Section 6. RELEASORS.
A. Each Borrower and Guarantor hereby acknowledges and agrees that, as of the Second Amendment Effective Date, no right of offset, defense, counterclaim, claim, cause of action or objection in favor of any Borrower and Guarantor against the Lenders (including all lenders prior to the Second Amendment Effective Date) or the Agent, any other agent or any Issuer exists arising out of or with respect to (i) the Indebtedness, the Loan Agreement or any of the other Loan Documents; (ii) any other documents evidencing, securing or in any way relating to the foregoing, or (iii) the administration or funding of the Loans, the Commitment or the issuance of Letters of Credit or Tri-Party Agreements.
B. Each Borrower and Guarantor hereby expressly waives, releases and relinquishes any and all defenses, setoffs, claims, counterclaims, causes of action or objections, if any, against such Lenders, the Agent, the other agents or any Issuer, whether known or unknown, both at law and in equity, only to the extent arising out of any matter, cause or event occurring on or prior to the Second Amendment Effective Date.

—————

◆ **What the exercise asks**
In the releasors section, as of what date does each Borrower and Guarantor agree that no right of offset, defense or claim against the Lenders exists?

—————

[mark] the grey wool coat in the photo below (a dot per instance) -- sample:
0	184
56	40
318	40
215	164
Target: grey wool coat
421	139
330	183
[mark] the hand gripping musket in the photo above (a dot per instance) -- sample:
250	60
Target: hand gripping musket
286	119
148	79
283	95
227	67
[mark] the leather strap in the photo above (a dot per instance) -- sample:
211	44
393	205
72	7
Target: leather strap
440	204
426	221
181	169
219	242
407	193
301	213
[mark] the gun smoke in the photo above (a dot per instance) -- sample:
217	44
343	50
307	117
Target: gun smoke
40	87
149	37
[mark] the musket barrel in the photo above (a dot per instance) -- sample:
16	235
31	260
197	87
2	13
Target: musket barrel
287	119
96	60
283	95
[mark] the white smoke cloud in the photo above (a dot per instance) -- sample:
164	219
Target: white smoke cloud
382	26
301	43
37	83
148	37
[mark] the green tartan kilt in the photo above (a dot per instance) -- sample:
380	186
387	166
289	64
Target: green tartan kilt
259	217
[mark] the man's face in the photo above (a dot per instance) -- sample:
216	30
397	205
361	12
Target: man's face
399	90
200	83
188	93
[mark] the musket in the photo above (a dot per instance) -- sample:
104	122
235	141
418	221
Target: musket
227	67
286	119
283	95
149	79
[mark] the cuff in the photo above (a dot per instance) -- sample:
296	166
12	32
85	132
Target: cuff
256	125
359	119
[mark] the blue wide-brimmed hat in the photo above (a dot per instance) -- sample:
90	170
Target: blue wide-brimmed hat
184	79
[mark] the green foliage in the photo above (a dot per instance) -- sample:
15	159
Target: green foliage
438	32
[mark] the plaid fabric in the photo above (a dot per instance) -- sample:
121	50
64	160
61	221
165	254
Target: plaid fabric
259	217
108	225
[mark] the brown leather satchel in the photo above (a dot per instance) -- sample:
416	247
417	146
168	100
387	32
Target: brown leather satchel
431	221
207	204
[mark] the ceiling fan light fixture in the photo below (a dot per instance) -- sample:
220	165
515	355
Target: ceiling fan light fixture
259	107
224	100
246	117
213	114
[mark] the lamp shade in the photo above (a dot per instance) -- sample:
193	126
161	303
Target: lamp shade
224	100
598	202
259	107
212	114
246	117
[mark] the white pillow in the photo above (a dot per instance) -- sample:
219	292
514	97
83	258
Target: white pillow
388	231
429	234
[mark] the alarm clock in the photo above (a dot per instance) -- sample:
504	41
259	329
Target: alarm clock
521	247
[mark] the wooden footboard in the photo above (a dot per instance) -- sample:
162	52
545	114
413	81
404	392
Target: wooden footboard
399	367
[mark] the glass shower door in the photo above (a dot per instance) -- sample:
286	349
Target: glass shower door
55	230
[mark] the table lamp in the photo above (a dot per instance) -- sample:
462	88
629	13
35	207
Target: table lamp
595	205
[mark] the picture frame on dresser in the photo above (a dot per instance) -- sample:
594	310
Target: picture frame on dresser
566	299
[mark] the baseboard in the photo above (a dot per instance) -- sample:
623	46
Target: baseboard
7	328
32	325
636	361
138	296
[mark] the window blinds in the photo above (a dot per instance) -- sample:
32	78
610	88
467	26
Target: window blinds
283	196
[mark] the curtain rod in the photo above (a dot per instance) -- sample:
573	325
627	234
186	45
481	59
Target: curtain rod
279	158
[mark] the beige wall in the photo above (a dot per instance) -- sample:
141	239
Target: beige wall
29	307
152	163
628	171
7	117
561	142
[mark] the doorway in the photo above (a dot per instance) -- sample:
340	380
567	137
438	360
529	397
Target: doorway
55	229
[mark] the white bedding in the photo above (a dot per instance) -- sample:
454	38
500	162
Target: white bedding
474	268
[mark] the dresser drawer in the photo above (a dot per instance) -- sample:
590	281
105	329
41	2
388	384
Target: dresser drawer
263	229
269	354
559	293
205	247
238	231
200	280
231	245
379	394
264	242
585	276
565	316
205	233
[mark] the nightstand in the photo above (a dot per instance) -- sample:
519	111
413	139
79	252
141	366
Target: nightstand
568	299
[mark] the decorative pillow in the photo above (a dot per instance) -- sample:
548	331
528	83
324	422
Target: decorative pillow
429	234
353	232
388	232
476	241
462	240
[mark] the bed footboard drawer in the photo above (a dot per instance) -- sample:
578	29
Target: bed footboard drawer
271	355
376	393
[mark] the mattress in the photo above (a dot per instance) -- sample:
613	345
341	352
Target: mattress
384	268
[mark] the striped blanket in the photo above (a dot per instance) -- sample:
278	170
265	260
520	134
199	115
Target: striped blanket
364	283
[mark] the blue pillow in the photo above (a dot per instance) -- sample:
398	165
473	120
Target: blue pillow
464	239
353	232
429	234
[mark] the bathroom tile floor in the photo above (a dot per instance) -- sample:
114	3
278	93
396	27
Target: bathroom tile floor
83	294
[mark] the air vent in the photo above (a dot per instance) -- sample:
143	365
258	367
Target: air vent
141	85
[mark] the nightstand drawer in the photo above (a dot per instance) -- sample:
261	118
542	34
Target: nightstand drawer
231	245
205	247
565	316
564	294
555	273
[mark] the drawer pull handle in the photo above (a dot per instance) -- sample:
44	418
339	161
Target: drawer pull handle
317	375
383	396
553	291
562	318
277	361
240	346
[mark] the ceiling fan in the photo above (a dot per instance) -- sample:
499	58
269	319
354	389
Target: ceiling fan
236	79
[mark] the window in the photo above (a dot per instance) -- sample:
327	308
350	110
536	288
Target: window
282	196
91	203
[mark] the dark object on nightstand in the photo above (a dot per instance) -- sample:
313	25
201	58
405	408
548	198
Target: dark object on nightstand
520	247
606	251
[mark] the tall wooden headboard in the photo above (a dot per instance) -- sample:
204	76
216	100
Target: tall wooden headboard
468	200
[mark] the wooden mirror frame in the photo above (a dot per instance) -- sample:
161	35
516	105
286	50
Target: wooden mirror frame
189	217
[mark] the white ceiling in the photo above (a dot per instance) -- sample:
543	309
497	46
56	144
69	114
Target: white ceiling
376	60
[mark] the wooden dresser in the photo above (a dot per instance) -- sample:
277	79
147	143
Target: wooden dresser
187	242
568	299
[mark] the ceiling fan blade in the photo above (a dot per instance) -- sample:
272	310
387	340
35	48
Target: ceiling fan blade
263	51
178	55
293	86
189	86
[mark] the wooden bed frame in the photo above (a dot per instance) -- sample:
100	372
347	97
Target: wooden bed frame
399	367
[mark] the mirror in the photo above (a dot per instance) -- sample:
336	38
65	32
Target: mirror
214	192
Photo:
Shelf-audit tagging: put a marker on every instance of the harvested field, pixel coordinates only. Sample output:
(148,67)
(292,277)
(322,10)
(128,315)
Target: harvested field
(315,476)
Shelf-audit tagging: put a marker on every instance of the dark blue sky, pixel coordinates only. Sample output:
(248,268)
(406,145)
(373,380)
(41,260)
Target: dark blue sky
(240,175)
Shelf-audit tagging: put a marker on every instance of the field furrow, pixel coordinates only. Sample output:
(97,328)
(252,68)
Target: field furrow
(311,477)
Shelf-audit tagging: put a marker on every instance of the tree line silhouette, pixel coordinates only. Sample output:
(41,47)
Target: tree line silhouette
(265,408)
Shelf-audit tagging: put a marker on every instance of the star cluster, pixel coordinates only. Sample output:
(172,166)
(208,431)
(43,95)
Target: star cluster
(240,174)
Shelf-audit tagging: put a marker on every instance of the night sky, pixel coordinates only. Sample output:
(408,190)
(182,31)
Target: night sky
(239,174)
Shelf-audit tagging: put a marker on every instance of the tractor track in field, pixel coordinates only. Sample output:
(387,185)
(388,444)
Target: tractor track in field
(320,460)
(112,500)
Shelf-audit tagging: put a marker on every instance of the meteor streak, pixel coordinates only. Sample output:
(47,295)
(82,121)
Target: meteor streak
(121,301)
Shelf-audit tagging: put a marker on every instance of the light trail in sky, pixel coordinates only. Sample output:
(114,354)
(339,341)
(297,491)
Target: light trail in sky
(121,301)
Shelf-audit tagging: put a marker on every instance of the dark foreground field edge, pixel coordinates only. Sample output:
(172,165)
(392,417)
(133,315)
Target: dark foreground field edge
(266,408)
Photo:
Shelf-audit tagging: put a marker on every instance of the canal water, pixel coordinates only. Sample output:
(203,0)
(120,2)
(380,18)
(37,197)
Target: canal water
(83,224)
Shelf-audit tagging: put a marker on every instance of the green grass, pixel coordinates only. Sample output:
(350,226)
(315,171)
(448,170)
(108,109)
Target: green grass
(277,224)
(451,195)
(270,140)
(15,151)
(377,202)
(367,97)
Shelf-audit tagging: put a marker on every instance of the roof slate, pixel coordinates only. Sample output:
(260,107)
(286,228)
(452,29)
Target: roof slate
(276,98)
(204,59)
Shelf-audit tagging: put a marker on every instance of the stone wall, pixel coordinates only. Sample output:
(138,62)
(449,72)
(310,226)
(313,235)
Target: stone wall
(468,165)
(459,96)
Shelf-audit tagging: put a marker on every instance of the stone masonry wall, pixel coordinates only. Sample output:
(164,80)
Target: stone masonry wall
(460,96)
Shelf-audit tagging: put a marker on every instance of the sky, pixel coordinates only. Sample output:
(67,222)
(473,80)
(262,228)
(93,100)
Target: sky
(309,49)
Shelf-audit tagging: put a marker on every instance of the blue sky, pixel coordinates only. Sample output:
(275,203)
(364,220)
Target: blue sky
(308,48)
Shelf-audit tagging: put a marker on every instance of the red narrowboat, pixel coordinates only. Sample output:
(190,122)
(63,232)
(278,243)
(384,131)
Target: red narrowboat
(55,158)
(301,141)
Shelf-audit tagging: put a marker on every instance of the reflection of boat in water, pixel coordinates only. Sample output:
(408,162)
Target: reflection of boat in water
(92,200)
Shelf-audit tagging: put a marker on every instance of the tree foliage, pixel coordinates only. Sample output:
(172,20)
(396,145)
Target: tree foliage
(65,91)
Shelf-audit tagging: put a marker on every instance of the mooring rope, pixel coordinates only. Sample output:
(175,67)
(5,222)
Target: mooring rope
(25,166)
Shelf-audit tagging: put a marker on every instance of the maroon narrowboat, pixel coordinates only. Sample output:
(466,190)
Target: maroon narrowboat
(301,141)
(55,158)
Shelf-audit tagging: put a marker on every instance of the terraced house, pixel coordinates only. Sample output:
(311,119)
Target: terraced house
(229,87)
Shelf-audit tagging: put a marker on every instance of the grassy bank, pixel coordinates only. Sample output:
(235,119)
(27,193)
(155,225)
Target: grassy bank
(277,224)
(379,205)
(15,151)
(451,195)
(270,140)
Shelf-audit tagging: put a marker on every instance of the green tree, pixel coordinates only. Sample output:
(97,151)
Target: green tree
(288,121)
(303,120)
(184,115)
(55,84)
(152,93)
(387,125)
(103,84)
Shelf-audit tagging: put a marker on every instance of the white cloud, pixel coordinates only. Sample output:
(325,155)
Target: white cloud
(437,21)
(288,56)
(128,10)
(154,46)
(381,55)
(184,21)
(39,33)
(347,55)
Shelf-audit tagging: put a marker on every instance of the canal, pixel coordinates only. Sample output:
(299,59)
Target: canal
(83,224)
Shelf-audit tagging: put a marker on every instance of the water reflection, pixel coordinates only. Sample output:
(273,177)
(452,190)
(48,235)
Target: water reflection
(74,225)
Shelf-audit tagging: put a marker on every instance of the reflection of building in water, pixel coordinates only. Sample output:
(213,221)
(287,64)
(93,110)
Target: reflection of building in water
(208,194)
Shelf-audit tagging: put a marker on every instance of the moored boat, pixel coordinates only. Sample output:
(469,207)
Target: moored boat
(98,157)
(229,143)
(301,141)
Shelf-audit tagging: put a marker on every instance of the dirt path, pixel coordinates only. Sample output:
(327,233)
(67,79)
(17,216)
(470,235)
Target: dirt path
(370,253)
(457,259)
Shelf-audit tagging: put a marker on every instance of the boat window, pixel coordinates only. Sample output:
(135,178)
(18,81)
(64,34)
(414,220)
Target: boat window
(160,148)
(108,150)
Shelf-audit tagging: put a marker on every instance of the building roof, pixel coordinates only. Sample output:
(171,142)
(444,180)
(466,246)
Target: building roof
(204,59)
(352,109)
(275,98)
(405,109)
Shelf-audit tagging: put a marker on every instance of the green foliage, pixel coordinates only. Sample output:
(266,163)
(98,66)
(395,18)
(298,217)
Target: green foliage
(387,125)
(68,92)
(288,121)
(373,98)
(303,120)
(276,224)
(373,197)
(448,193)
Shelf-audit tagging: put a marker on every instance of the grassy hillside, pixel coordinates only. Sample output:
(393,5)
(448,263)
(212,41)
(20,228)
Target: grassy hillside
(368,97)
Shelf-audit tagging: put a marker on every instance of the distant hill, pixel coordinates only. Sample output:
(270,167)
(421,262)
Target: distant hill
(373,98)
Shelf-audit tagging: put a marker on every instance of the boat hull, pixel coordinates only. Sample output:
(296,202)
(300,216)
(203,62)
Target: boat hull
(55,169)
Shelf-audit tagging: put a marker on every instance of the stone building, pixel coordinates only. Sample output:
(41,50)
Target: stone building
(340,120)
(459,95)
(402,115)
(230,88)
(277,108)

—————

◆ **Written answer**
As of the Second Amendment Effective Date.